■ WHAT TO DO ■
What is the number of lines in the listing below that include the string "gold"? Answer with that number alone.

■ MATERIAL PROVIDED ■
========
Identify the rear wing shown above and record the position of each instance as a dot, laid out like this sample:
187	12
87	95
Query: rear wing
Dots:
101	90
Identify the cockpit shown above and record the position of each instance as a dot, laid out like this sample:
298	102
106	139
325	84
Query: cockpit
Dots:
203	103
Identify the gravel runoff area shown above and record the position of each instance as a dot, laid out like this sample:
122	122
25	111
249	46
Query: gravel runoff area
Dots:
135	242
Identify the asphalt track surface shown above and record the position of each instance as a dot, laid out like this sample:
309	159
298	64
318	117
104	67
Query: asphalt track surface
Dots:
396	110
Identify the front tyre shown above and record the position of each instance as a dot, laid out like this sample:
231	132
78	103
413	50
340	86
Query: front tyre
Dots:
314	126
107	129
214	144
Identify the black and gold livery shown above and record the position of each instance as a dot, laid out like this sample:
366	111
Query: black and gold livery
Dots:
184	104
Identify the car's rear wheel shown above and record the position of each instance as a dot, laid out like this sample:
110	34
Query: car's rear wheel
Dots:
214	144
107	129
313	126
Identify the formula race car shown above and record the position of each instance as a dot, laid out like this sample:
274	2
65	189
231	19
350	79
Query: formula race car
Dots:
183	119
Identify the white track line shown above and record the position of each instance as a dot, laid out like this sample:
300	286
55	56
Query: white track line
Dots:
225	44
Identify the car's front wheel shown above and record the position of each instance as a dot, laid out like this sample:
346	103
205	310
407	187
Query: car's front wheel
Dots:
========
■ TASK OUTPUT ■
2